_PROBLEM REQUIREMENTS_
Reproduce every line of the material below, requests included, and adjust each x and y coordinate in the answers by -97. Leave the requests and their format samples unchanged.

------

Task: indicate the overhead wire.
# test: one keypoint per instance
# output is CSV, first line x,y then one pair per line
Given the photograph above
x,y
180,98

------

_OUTPUT FOR THIS TASK_
Task: indicate the overhead wire.
# test: one keypoint per instance
# output is CSV, first line x,y then one pair per line
Given the photograph above
x,y
83,1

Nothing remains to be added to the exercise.